___ RECORDS PROVIDED ___

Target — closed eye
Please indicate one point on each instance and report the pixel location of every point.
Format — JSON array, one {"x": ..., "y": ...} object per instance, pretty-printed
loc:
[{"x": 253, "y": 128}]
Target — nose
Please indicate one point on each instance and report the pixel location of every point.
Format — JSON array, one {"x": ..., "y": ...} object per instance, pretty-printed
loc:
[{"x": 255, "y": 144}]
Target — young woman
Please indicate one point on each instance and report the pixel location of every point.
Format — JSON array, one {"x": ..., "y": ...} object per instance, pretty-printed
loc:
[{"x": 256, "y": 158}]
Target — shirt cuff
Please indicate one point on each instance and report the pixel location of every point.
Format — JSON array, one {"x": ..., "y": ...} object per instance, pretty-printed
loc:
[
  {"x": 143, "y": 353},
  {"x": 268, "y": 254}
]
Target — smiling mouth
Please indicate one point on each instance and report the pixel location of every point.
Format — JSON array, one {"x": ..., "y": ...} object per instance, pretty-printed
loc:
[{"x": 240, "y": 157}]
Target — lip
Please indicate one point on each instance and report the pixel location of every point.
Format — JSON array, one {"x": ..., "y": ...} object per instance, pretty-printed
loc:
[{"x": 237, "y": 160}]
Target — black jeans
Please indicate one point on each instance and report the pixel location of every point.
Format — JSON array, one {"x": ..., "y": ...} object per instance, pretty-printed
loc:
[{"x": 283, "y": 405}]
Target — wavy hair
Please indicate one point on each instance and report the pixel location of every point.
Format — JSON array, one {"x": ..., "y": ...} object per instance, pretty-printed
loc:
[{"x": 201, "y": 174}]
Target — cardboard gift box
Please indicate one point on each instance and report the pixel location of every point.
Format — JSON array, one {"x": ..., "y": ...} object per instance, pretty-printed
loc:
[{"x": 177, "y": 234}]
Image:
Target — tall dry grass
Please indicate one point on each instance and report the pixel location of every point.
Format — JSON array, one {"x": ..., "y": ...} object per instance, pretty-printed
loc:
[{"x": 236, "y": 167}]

___

**WORK TASK**
Copy the data exactly as it was presented.

**REPLY**
Target — closed eye
Please indicate one point on each instance and report the pixel location of every point.
Format — JSON array, one {"x": ..., "y": ...} object per instance, pretty-printed
loc:
[{"x": 253, "y": 128}]
Target — nose
Please indicate one point on each instance and report the pixel location of every point.
Format — JSON array, one {"x": ..., "y": ...} object per instance, pretty-printed
loc:
[{"x": 255, "y": 144}]
Target — young woman
Please indicate one point on each instance and report the pixel location of every point.
Format — JSON array, one {"x": ..., "y": ...} object per instance, pretty-printed
loc:
[{"x": 256, "y": 158}]
Target — shirt cuff
Please indicate one point on each instance and report the pixel location of every point.
Format — JSON array, one {"x": ..., "y": ...} object per instance, pretty-printed
loc:
[
  {"x": 143, "y": 353},
  {"x": 268, "y": 254}
]
Target — smiling mouth
Please indicate one point on each instance and report the pixel location of every point.
Format — JSON array, one {"x": ..., "y": ...} object per instance, pretty-printed
loc:
[{"x": 240, "y": 157}]
Target — lip
Please indicate one point on each instance and report the pixel location of every point.
Format — JSON array, one {"x": ..., "y": ...} object per instance, pretty-printed
loc:
[{"x": 237, "y": 160}]
Target — black jeans
Please indicate one point on each instance and report the pixel location of every point.
Format — JSON array, one {"x": ..., "y": ...} object per instance, pretty-printed
loc:
[{"x": 283, "y": 405}]
Target — wavy hair
Please indicate one point on each instance and report the pixel location of every point.
Format — JSON array, one {"x": ..., "y": ...} object per instance, pretty-printed
loc:
[{"x": 201, "y": 174}]
Target — cardboard gift box
Please indicate one point on each instance and report the pixel location of every point.
Format — JSON array, one {"x": ..., "y": ...} object per instance, pretty-printed
loc:
[{"x": 177, "y": 234}]
Image:
Target — tall dry grass
Please indicate one point on each instance and report the pixel location of every point.
Format — JSON array, one {"x": ..., "y": ...} object per instance, pretty-printed
loc:
[{"x": 236, "y": 167}]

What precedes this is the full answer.